** PROVIDED INFORMATION follows **

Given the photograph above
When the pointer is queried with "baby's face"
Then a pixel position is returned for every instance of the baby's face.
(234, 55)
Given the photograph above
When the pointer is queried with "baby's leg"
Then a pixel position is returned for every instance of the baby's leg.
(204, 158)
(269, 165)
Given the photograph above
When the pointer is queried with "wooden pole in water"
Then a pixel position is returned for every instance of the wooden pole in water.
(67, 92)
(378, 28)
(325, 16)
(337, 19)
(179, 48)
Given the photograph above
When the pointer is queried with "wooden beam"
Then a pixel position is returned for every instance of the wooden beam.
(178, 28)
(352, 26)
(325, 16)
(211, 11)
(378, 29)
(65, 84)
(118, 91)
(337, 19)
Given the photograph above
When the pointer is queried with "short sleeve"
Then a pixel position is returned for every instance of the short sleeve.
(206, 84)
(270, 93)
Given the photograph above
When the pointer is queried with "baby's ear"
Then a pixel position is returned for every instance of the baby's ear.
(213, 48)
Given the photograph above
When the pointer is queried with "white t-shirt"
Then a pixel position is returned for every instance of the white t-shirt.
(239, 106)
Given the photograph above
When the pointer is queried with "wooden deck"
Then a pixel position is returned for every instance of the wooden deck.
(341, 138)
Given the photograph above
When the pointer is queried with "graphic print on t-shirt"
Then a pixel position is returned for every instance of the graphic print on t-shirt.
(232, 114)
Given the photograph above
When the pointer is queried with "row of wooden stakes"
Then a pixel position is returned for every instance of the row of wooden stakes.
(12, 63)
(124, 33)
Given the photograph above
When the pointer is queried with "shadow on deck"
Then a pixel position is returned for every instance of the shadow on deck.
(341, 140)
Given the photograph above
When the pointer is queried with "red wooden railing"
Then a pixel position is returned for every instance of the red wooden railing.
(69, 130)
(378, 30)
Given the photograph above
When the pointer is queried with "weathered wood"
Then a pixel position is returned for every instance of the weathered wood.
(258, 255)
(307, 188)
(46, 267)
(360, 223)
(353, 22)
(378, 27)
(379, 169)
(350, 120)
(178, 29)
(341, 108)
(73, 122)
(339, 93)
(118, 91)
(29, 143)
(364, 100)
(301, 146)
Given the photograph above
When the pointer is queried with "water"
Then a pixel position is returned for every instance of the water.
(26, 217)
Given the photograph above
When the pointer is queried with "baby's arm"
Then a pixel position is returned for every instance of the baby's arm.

** End of PROVIDED INFORMATION **

An exact copy of every line above, start to finish, is required.

Given the photograph above
When the pointer is queried with "baby's face"
Then a pixel position is returned for every instance of the baby's face.
(234, 55)
Given the photograph above
When the pointer is queried with "baby's leg"
Then a pixel position is returned for every instance of the baby's leg.
(204, 158)
(269, 165)
Given the photograph above
When the pointer is queried with "wooden pole in water"
Then a pixel position is returned for every instance of the wooden pole in water.
(67, 92)
(378, 28)
(325, 16)
(337, 19)
(179, 48)
Given the photograph above
When the pointer is queried with "wooden beam"
Then a pixel position is returned for every instance of the wooden beam.
(178, 28)
(352, 26)
(325, 16)
(211, 11)
(378, 29)
(65, 84)
(118, 91)
(337, 19)
Given the photograph above
When the pointer is queried with "short sleeve"
Then a pixel position is returned for every instance of the short sleeve.
(206, 84)
(270, 93)
Given the photograph above
When the pointer is queried with "baby's ear"
Then a pixel position is returned for every instance of the baby's ear.
(213, 48)
Given the photograph above
When the pointer is queried with "white t-shirt"
Then a pixel position is returned for every instance of the white t-shirt.
(239, 106)
Given the photograph above
When the pointer is queried with "wooden deck"
Then a pixel position is returned for every instance of the wooden deck.
(341, 138)
Given the photograph above
When the pointer is queried with "graphic print on t-shirt"
Then a pixel position is returned for every instance of the graphic print on t-shirt.
(232, 114)
Given the photograph above
When the pointer is queried with "row of wooden stakes"
Then a pixel position is returned for every instance of the row of wooden stakes.
(12, 63)
(124, 33)
Given the photograph above
When the pointer is queried with "shadow on deck"
Then a pixel position is returned for every instance of the shadow on deck.
(341, 140)
Given the photograph above
When the pointer is queried with "red wooden railing"
Then a pixel position is returned for every instance of the red wooden railing.
(69, 130)
(378, 30)
Given the photograph above
When the pointer is queried with "weathered wood"
Then a pixel position is returned for every instance of the weathered wood.
(258, 255)
(307, 188)
(46, 267)
(360, 223)
(353, 22)
(378, 27)
(379, 169)
(350, 120)
(178, 29)
(341, 108)
(73, 122)
(339, 93)
(118, 91)
(29, 143)
(364, 100)
(301, 146)
Given the photograph above
When the pointer is queried with "water"
Then a pixel position is returned for every instance of the water.
(26, 217)
Given the photograph above
When the pointer is queried with "baby's arm"
Then a pixel position is returned for every instance of the baby's arm.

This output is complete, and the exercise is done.